Task to carry out: Reproduce the listing that follows with no differences at all.

## BEGIN Available records

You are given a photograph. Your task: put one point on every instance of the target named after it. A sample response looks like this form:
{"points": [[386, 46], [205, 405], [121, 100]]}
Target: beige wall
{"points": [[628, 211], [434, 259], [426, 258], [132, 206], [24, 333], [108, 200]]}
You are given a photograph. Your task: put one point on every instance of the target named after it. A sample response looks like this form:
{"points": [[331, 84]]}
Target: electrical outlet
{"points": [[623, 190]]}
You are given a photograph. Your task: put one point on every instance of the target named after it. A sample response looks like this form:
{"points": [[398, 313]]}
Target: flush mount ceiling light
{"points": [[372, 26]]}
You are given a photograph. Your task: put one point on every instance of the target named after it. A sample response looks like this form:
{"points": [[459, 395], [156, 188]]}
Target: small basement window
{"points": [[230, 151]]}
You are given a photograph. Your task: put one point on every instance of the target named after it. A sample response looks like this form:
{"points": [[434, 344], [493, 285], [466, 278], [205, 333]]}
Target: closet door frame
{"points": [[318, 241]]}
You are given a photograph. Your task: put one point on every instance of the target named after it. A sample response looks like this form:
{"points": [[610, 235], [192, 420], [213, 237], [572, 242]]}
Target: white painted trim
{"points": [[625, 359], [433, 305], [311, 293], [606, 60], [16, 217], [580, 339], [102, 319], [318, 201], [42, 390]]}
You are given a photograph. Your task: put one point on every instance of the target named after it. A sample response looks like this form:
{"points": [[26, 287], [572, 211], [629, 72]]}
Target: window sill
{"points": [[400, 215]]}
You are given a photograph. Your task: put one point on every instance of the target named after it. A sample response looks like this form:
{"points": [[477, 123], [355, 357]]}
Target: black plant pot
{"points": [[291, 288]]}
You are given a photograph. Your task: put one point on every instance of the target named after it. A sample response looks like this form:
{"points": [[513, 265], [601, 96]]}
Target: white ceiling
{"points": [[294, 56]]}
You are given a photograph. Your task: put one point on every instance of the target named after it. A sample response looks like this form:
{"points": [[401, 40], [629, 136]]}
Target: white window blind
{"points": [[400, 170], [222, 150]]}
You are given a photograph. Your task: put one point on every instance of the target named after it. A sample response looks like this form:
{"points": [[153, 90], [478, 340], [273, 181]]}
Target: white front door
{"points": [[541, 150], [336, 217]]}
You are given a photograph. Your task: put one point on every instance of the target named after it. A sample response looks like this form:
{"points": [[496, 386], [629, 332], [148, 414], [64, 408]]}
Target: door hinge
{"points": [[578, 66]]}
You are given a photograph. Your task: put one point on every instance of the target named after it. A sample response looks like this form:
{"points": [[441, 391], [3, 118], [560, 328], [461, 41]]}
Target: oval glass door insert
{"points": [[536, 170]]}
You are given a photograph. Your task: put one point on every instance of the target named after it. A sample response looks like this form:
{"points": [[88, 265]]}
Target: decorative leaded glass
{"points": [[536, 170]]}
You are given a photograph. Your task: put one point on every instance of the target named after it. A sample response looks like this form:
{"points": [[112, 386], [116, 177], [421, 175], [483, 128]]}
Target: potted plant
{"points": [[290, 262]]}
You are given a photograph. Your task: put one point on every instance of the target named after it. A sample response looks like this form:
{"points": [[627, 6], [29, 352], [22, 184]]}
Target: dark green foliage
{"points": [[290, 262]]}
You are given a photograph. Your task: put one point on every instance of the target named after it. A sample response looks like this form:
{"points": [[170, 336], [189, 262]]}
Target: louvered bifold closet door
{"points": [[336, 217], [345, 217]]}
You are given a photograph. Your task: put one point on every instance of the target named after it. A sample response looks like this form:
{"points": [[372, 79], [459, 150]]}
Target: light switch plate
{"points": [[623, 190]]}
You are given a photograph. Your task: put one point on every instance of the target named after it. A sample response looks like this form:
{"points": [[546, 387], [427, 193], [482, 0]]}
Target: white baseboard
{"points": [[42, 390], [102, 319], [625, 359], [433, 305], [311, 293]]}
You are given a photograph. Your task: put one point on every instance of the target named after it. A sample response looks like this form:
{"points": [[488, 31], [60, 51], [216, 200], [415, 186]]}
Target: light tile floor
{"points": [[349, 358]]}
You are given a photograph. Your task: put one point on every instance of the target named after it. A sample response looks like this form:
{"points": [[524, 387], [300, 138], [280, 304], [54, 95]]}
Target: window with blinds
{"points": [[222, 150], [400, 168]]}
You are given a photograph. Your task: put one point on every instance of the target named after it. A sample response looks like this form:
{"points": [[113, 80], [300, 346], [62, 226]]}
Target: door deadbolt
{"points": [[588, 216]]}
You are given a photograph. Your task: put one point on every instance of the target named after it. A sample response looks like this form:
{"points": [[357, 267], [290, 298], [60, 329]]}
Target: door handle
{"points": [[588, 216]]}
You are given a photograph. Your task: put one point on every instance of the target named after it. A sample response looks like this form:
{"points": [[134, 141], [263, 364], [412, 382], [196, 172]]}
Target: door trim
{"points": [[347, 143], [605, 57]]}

## END Available records

In response:
You are given a photograph. Your task: put one point on every instance of the target named after it. A sample response looks like this form:
{"points": [[386, 46], [205, 405], [121, 100]]}
Target: beige wall
{"points": [[628, 211], [434, 259], [426, 258], [132, 206], [24, 333], [108, 200]]}
You are given a photograph. Your task: put one point on every instance of the target named after it. A sample response looks like this form:
{"points": [[331, 84]]}
Target: electrical outlet
{"points": [[623, 190]]}
You are given a photograph. Your task: put one point on every instance of the target named after it. A sample response looks like this form:
{"points": [[398, 313]]}
Target: flush mount ceiling light
{"points": [[372, 26]]}
You are given a photograph. Your task: put one point on every instance of the target named after it. A sample response looks like this form:
{"points": [[459, 395], [156, 188]]}
Target: small basement window
{"points": [[230, 151]]}
You are given a photograph. Your task: put one point on every instance of the target named after it. A sample response looks like this form:
{"points": [[434, 344], [493, 285], [466, 278], [205, 333]]}
Target: closet door frame
{"points": [[318, 241]]}
You are given a photograph. Your task: put one point on every instance of the target named after it. A sample response looks like this form:
{"points": [[610, 235], [192, 420], [213, 237], [572, 242]]}
Target: white painted trim
{"points": [[625, 359], [433, 305], [311, 293], [606, 60], [16, 217], [580, 339], [102, 319], [318, 201], [42, 390]]}
You are given a photograph. Your task: put one point on every instance of the target named after it. A sample response looks like this form:
{"points": [[26, 287], [572, 211], [629, 72]]}
Target: window sill
{"points": [[400, 215]]}
You are given a photograph. Your task: put one point on every instance of the target named after it. A sample response looks like this form:
{"points": [[477, 123], [355, 357]]}
Target: black plant pot
{"points": [[291, 288]]}
You are given a photograph. Your task: put one point on every instance of the target named after it. A sample response looks like this form:
{"points": [[513, 265], [601, 96]]}
Target: white ceiling
{"points": [[294, 56]]}
You are given a photograph. Your task: put one point on every instance of the target named after it. A sample response looks like this form:
{"points": [[401, 40], [629, 136]]}
Target: white window blind
{"points": [[400, 170], [222, 150]]}
You are given a photograph. Your task: put one point on every instance of the target named after it. A sample response looks like this form:
{"points": [[153, 90], [478, 340], [273, 181]]}
Target: white front door
{"points": [[541, 150], [336, 217]]}
You are given a photograph. Your task: put one point on every instance of the target named after it. A sample response looks like this form:
{"points": [[496, 386], [629, 332], [148, 414], [64, 408]]}
Target: door hinge
{"points": [[578, 66]]}
You are given a photograph. Your task: put one point on every instance of the target named after it. A sample response looks like this form:
{"points": [[441, 391], [3, 118], [560, 328], [461, 41]]}
Target: oval glass door insert
{"points": [[536, 170]]}
You are given a photograph. Your task: put one point on every instance of the target named after it. A sample response looks like this form:
{"points": [[88, 265]]}
Target: decorative leaded glass
{"points": [[536, 170]]}
You are given a photograph. Your task: put one point on every instance of the target named after it. A sample response looks like this form:
{"points": [[112, 386], [116, 177], [421, 175], [483, 128]]}
Target: potted plant
{"points": [[290, 262]]}
You are given a photograph. Your task: put one point on every instance of the target named after it. A sample response looks like this form:
{"points": [[627, 6], [29, 352], [22, 184]]}
Target: dark green foliage
{"points": [[290, 262]]}
You are given a photograph. Your task: put one point on every instance of the target named after it. A sample response looks like this form:
{"points": [[170, 336], [189, 262]]}
Target: louvered bifold closet door
{"points": [[336, 217], [345, 217]]}
You are given a photograph. Your task: put one point on every instance of the target named after it. A sample response looks like this form:
{"points": [[372, 79], [459, 150]]}
Target: light switch plate
{"points": [[623, 190]]}
You are given a photograph. Your task: put one point on every instance of the target named after it. A sample response looks like this form:
{"points": [[546, 387], [427, 193], [482, 0]]}
Target: white baseboard
{"points": [[42, 390], [102, 319], [625, 359], [433, 305], [311, 293]]}
You are given a photograph. Your task: put one point on every instance of the target named after it. A sample response looks like this form:
{"points": [[488, 31], [60, 51], [216, 200], [415, 186]]}
Target: light tile floor
{"points": [[349, 358]]}
You are given a photograph. Your task: put one point on every instance of the target named after it. A sample response looks like this form:
{"points": [[524, 387], [300, 138], [280, 304], [54, 95]]}
Target: window with blinds
{"points": [[222, 150], [400, 168]]}
You are given a photograph. Your task: put one point on every instance of the target named after it. A sample response looks like this form:
{"points": [[113, 80], [300, 346], [62, 226]]}
Target: door deadbolt
{"points": [[588, 216]]}
You are given a photograph. Your task: put one point on every instance of the target named after it. A sample response looks like this form:
{"points": [[357, 267], [290, 298], [60, 329]]}
Target: door handle
{"points": [[588, 216]]}
You are given a photograph. Your task: put one point on every instance of the target named after it. A sample response looks like this form:
{"points": [[134, 141], [263, 364], [412, 382], [196, 172]]}
Target: door trim
{"points": [[347, 143], [605, 57]]}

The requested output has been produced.